Exercise brief: Here are some entries; quote each one exactly.

------ Data for processing ------

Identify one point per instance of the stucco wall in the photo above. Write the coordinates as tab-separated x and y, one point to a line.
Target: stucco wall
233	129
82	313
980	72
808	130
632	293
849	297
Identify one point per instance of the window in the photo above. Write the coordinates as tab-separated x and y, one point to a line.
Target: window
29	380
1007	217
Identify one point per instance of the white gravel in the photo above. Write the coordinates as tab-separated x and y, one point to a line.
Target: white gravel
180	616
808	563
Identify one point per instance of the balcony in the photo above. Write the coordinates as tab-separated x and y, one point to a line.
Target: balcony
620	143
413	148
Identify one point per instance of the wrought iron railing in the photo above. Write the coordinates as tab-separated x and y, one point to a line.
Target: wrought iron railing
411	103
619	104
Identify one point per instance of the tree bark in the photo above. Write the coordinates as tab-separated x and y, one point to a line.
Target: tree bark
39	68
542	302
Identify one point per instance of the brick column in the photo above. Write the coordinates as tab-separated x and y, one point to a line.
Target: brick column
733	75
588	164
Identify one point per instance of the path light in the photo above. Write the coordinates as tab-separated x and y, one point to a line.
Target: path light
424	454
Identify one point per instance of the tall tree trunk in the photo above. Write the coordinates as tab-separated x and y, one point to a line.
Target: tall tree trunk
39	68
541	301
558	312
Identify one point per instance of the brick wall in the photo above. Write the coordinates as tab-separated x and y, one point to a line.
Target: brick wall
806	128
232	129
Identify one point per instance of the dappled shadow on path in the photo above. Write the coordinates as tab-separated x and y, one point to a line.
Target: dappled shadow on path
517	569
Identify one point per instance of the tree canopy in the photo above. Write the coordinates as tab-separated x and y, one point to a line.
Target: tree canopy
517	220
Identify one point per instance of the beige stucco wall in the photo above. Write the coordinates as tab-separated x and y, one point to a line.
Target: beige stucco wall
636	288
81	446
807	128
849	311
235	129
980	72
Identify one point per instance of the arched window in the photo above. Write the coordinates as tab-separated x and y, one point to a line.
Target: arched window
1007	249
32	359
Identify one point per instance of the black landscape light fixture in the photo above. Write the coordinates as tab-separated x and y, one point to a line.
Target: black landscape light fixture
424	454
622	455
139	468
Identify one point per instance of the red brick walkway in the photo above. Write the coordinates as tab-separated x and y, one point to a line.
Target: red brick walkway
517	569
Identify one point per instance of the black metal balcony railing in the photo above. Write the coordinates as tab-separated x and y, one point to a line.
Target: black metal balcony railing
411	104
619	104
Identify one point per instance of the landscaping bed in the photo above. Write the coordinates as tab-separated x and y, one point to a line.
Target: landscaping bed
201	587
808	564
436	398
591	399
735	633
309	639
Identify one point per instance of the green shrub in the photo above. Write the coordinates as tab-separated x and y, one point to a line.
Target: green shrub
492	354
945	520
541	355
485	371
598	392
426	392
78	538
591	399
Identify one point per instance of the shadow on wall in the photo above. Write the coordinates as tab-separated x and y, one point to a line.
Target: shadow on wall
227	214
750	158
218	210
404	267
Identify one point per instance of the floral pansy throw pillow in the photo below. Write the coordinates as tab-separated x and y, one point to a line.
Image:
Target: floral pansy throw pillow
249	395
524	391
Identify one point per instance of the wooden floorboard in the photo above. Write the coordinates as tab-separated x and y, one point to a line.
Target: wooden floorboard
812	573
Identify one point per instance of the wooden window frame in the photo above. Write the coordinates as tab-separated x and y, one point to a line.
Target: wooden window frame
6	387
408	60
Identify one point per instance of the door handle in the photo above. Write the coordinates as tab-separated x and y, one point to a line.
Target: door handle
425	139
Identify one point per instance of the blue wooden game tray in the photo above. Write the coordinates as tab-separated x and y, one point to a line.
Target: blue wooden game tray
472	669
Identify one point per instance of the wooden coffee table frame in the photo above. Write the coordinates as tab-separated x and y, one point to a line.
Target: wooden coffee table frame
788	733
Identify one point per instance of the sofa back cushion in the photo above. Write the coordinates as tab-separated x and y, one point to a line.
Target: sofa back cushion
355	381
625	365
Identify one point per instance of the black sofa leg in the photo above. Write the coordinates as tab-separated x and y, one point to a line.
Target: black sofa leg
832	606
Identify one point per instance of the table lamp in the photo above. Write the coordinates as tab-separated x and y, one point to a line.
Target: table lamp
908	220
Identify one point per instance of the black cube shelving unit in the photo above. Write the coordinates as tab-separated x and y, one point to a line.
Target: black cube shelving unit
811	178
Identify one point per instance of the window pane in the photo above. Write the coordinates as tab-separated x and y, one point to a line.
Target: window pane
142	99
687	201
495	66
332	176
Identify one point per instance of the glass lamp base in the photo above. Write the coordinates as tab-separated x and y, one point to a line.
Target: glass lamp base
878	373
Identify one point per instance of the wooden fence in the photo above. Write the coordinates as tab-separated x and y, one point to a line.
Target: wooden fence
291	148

------

Solution for this exercise:
Identify one point per instance of the stucco wall in the photo above. Write the coordinates as tab-separated x and y, one point to a line.
Target: stucco wall
233	129
82	313
980	72
808	130
632	293
849	297
Identify one point per instance of the window in the photo above. Write the coordinates as tab-separated x and y, one point to a line.
Target: window
29	380
1007	217
Identify one point per instance of the white gravel in the photo above. Write the coordinates as tab-separated x and y, one point to a line.
Target: white gravel
180	616
808	563
Identify one point per instance of the balcony in the photo above. Write the coordinates as tab-separated x and y, one point to a line.
Target: balcony
620	143
413	148
Identify one point per instance of the wrought iron railing in the photo above. Write the coordinates as tab-separated x and y, one point to a line.
Target: wrought iron railing
411	103
619	104
Identify one point per instance of the tree bark in the photo above. Write the coordinates as tab-separated x and y, one point to a line.
Target: tree bark
39	68
542	302
Identify one point per instance of the brick column in the photo above. Write the coordinates as tab-separated x and y, one point to a line.
Target: brick column
733	75
588	164
Identify one point per instance of the path light in the photo above. Write the coordinates as tab-separated x and y, one point to a line.
Target: path light
424	454
Identify one point per instance of the tall tree trunk in the photo above. Write the coordinates as tab-separated x and y, one point to a line.
Target: tall tree trunk
39	68
541	301
558	312
Identify one point per instance of the brick wall in the photo above. Write the coordinates as tab-separated x and y, one point to a line.
Target: brick wall
806	128
232	129
Identify one point per instance of the dappled shadow on path in the photo above. Write the coordinates as tab-separated x and y, one point to a line.
Target: dappled shadow on path
517	569
Identify one point per instance of the tree canopy in the photo above. Write the coordinates as tab-separated x and y, one point to a line.
Target: tree canopy
517	220
Identify one point per instance of the beige stucco wall in the photo above. Write the coordinates as tab-separated x and y, one point to a line.
Target: beige stucco wall
636	288
81	446
807	128
849	311
235	129
980	72
Identify one point per instance of the arched window in the photo above. Write the coordinates as tab-separated x and y, one point to a line.
Target: arched window
1007	249
32	359
Identify one point per instance of the black landscape light fixture in the photo above. Write the coordinates as tab-separated x and y, one point to a line.
Target: black landscape light fixture
424	454
622	455
139	468
Identify one point per instance of the red brick walkway in the photo above. Write the coordinates as tab-separated x and y, one point to a line.
Target: red brick walkway
517	569
Identify one point per instance of the black metal balcony railing in the photo above. Write the coordinates as tab-separated x and y, one point to a line.
Target: black metal balcony railing
411	104
619	104
Identify one point per instance of the landscaping bed in the photo above. Write the coordinates as tab-separated x and y, one point to a line.
Target: landscaping bed
201	587
808	564
436	398
591	399
735	633
309	639
Identify one point per instance of the green shrub in the photo above. Write the coordinates as tab-separated x and y, one point to a line.
Target: green shrub
492	354
945	520
541	355
485	371
598	392
426	392
78	538
591	399
Identify one point per instance of the shadow on wall in the photo above. Write the coordinates as tab-separated x and y, one point to a line.
Target: shadow on wall
227	214
750	158
218	210
404	267
Identify one point per instance of the floral pansy throw pillow in the photo below. Write the coordinates as tab-separated x and y, one point to a line.
Image:
Target: floral pansy throw pillow
249	395
524	391
Identify one point per instance of the wooden floorboard in the photo above. Write the coordinates as tab-separated x and y, one point to a line.
Target: wooden floorboard
812	573
Identify one point per instance of the wooden window frame in the photo above. Write the coordinates as tab-separated x and y, one point to a line.
Target: wooden window frame
6	387
408	60
Identify one point per instance of the door handle in the photo above. Write the coordinates as tab-separated x and y, one point to a line.
Target: door handle
425	139
Identify one point per instance of the blue wooden game tray in the photo above. Write the coordinates as tab-separated x and y, one point to a line.
Target: blue wooden game tray
472	669
Identify one point per instance of the wooden coffee table frame in the photo above. Write the coordinates as tab-separated x and y, one point to a line.
Target: wooden coffee table frame
788	733
Identify one point per instance of the sofa back cushion in the photo above. Write the coordinates as tab-separated x and y, one point to a line.
Target: sofa back cushion
355	381
625	365
Identify one point per instance of the black sofa leg in the photo above. Write the coordinates as tab-separated x and y, one point to a line.
Target: black sofa leg
832	606
Identify one point per instance of the table lamp in the photo above. Write the coordinates as tab-separated x and y, one point to a line.
Target: table lamp
908	220
Identify one point per instance of the black cube shelving unit in the photo above. Write the coordinates as tab-separated x and y, one point to a line.
Target: black cube shelving unit
811	178
Identify one point per instance of the window pane in the photo above. Write the coordinates as tab-separated x and y, one point to a line.
Target: window pane
142	99
687	201
495	66
332	176
Identify one point per instance of the glass lamp base in the photo above. Write the coordinates as tab-separated x and y, one point to a line.
Target: glass lamp base
878	373
Identify one point per instance of the wooden fence in the photo above. Write the coordinates as tab-separated x and y, one point to a line.
Target: wooden fence
291	148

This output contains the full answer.